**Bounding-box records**
>> Begin
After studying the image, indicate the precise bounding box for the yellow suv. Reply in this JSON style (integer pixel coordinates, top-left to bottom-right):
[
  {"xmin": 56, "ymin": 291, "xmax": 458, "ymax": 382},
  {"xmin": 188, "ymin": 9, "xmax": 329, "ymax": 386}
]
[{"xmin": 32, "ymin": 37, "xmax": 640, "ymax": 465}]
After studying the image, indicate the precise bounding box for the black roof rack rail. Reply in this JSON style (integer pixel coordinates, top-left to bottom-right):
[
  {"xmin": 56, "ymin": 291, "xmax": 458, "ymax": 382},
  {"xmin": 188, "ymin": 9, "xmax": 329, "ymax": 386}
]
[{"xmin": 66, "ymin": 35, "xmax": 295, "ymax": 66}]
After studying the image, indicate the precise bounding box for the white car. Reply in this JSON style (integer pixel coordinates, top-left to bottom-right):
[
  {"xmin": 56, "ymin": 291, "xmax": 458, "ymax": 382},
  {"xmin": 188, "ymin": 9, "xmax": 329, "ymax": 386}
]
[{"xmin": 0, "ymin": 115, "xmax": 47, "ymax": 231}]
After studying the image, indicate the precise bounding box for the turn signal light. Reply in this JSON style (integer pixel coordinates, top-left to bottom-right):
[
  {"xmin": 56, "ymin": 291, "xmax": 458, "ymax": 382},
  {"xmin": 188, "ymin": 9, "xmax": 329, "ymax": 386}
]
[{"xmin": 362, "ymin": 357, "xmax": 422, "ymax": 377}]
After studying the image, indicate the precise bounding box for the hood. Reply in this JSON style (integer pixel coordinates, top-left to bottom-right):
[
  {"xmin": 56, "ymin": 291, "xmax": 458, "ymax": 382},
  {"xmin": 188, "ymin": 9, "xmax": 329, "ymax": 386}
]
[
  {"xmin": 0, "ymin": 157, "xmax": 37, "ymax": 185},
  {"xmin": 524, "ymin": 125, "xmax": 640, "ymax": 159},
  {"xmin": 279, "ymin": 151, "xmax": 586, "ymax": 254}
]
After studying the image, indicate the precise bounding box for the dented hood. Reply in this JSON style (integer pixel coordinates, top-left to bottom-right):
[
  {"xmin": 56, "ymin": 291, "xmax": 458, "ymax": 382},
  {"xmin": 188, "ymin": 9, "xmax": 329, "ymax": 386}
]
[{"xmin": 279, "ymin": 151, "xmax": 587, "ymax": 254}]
>> End
**Set exercise**
Return each line of the items above that contains the word "indicate".

**Answer to this exercise**
After studying the image, indicate the precise bounding box for the yellow suv. Reply in this JSON style (integer pixel coordinates, top-left to bottom-right):
After studying the image, indicate the precise bounding box for the black roof rack rail. Reply in this JSON style (integer pixel coordinates, top-left to bottom-right):
After studying the image, indicate the precise bounding box for the white car. Reply in this JSON style (integer pixel coordinates, top-left to bottom-right):
After studying the image, indicate the precise bounding box for the turn signal light. Reply in this JSON style (integer pixel coordinates, top-left to bottom-right):
After studying the image, indicate the precise bounding box for the hood. Reply in this JSON style (integer pixel coordinates, top-left to bottom-right):
After studying the image, indicate the precise bounding box for the dented hood. Reply in this JSON style (integer pixel coordinates, top-left to bottom-right):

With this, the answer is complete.